What to work on »
Go to the line below containing "Looking for: mountain range" and print exactly from there through the line containing "Looking for: rock", both included. Print nothing else.

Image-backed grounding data
+-------+

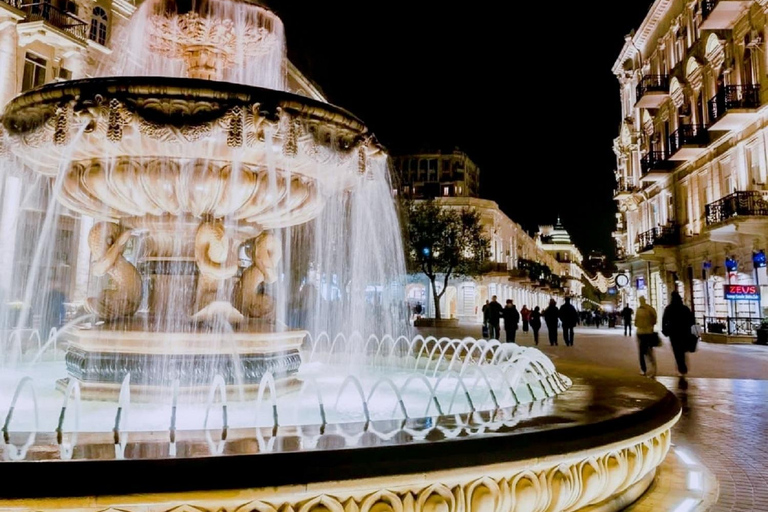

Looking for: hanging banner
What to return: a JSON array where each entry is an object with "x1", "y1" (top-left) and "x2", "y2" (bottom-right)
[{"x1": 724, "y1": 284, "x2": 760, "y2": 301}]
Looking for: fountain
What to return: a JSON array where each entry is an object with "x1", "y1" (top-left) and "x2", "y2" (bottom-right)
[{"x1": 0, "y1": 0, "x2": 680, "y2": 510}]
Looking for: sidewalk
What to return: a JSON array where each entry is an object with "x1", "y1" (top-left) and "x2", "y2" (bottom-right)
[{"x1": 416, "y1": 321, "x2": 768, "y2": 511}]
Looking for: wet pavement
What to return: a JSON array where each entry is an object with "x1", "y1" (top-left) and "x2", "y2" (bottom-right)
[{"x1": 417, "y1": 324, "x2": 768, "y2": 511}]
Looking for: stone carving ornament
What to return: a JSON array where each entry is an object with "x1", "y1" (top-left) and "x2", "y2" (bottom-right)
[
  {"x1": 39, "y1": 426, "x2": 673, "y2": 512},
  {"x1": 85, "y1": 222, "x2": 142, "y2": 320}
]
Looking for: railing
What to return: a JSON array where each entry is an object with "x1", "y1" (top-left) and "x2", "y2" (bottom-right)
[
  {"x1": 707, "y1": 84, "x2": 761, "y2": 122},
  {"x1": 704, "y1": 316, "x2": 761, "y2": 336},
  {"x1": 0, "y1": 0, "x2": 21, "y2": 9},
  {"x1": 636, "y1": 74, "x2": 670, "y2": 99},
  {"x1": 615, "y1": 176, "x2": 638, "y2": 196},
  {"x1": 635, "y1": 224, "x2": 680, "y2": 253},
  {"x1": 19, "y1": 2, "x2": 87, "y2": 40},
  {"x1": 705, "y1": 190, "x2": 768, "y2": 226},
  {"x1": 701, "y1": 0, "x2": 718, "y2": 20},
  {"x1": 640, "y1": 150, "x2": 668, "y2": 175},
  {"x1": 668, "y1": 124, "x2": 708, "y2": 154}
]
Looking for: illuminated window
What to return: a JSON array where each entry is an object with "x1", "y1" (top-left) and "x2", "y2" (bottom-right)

+-------+

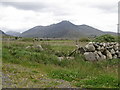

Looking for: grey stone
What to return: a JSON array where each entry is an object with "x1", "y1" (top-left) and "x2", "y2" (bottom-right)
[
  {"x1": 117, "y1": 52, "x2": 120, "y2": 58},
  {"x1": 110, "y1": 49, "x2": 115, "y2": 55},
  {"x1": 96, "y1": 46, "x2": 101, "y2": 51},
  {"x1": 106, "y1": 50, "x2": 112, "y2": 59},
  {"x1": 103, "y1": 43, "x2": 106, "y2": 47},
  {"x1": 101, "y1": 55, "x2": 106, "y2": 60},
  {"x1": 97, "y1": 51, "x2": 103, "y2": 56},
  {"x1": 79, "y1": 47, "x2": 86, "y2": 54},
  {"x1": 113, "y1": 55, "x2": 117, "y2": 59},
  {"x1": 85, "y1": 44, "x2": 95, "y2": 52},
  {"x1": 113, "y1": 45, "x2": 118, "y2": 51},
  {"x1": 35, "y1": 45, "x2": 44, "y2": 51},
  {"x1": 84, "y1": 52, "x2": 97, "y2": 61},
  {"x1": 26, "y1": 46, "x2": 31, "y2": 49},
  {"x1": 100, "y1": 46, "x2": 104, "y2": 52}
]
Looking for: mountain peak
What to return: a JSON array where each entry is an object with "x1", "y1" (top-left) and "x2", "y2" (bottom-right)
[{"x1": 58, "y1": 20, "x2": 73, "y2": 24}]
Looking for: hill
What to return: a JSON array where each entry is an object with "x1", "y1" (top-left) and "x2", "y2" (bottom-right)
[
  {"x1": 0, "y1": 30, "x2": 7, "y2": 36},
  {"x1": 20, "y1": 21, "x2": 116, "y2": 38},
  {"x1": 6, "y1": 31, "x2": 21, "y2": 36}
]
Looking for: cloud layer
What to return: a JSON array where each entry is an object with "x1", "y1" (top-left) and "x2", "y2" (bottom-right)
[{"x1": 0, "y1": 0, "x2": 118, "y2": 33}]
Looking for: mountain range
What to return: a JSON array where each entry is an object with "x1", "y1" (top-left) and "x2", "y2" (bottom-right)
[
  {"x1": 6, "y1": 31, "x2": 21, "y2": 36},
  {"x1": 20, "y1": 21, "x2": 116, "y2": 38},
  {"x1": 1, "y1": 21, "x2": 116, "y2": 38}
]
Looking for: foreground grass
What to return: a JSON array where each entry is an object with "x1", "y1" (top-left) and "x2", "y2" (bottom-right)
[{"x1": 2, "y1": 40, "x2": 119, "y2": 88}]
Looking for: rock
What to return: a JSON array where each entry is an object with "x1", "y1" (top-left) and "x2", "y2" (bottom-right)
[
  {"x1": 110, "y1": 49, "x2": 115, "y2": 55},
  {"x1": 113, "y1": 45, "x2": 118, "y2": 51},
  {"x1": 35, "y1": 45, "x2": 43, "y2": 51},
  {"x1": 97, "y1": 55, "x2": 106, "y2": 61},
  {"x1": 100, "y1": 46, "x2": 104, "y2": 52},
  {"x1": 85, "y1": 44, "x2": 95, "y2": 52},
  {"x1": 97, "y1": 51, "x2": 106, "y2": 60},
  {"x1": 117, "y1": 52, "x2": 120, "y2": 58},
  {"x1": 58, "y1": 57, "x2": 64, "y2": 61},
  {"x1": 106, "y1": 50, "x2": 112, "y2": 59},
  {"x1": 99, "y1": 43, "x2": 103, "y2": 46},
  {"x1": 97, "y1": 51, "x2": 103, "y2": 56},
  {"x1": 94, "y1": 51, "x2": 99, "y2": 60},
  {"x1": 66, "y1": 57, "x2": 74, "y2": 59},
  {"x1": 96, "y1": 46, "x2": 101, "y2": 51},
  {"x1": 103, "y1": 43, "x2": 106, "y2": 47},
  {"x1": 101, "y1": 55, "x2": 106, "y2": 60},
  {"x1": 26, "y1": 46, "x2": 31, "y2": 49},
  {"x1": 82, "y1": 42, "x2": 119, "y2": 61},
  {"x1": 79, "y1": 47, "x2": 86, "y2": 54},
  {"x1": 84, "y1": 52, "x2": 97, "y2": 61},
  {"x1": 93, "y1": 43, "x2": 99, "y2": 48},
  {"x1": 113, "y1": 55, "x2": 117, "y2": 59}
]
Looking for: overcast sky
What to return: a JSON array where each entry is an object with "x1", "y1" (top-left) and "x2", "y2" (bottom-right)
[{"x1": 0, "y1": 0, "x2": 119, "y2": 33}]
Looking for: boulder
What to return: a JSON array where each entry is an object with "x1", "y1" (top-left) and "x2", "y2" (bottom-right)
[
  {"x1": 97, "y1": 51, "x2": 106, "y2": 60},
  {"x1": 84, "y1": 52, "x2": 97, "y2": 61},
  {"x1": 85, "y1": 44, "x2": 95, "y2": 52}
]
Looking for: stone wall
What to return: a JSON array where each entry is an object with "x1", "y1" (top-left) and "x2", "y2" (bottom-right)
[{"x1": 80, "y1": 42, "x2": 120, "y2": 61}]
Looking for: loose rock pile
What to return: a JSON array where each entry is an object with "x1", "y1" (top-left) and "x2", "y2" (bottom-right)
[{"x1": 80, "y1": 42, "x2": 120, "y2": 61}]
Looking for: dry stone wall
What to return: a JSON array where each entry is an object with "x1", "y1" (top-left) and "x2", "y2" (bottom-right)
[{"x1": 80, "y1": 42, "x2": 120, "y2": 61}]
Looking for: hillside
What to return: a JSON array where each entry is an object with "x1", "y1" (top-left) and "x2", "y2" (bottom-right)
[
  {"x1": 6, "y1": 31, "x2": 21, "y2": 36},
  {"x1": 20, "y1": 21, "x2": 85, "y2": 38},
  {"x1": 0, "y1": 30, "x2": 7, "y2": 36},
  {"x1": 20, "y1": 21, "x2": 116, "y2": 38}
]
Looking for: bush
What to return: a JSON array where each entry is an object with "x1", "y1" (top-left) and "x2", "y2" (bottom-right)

+-------+

Solution to this task »
Looking for: mountain range
What to return: a JSON array where each entry is an object with "x1", "y1" (top-left) and "x2", "y2" (bottom-right)
[
  {"x1": 6, "y1": 31, "x2": 21, "y2": 36},
  {"x1": 20, "y1": 21, "x2": 116, "y2": 38},
  {"x1": 1, "y1": 21, "x2": 116, "y2": 38}
]
Looking for: foreground grass
What to return: a JSON array where each entry is an object with "x1", "y1" (top-left) and "x2", "y2" (bottom-right)
[{"x1": 2, "y1": 40, "x2": 119, "y2": 88}]
Looking for: rock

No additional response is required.